___ Information supplied
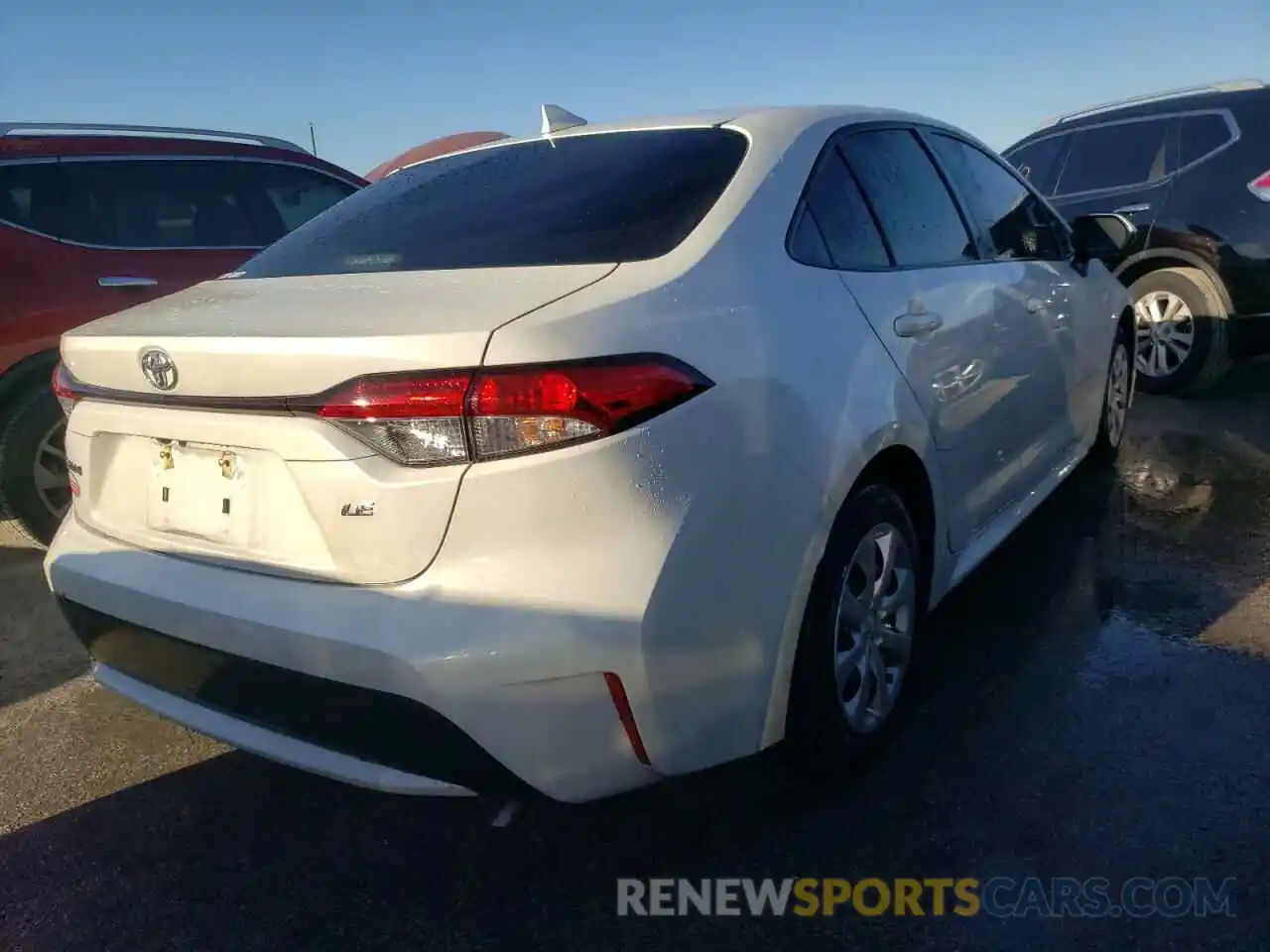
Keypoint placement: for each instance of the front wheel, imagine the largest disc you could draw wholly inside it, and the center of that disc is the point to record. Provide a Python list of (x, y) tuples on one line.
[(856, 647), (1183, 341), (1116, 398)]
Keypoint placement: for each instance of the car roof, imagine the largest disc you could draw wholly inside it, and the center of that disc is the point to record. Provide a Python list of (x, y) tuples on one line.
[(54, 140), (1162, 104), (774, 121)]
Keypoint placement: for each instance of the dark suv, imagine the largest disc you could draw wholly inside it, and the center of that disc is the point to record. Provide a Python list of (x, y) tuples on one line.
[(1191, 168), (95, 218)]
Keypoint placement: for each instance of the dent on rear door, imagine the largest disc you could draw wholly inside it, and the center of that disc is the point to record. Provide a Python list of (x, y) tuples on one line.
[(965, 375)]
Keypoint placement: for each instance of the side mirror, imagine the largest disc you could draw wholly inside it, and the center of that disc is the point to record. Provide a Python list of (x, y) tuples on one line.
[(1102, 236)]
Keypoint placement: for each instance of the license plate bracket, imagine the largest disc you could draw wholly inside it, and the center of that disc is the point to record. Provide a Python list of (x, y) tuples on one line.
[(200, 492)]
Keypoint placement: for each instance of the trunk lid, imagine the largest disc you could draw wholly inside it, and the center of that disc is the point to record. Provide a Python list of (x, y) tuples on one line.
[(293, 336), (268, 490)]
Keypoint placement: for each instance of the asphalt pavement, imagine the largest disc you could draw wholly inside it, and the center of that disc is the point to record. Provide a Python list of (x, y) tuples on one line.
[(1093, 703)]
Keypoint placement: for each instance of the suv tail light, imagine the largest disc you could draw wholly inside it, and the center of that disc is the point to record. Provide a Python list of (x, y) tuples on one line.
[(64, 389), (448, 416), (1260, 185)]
______
■ **Exercise prompt**
Express the lines of the items as a Markdown table with the columns Row and Line. Start at the line containing "Keypoint placement: for each instance of the car" and end at the line containing "[(965, 375)]", including both, numbering each row and omitting blank lines.

■ **Full answer**
| Row | Line |
|---|---|
| 1 | Keypoint placement: for each instance of the car roof, imagine the largest disc you could draw wholly inside it, and the center of that disc is the point to record. Provide a Python list of (x, y) tuples on one line. |
| 2 | [(54, 140), (1162, 104), (774, 121)] |
| 3 | Keypoint placement: for each instance of the dark suv, imagine the largest disc you could draw wholly inside it, and the center of that disc is the point to record. Provide a Python list of (x, y) tuples on one line. |
| 4 | [(1191, 168), (95, 218)] |
| 5 | Keypoint placement: for each instance of the dent on rear door, imagine the largest disc you could draw wholly inside it, and the center of that disc is the point to record. Provide a Python list of (x, y) tuples on one line. |
| 6 | [(965, 375)] |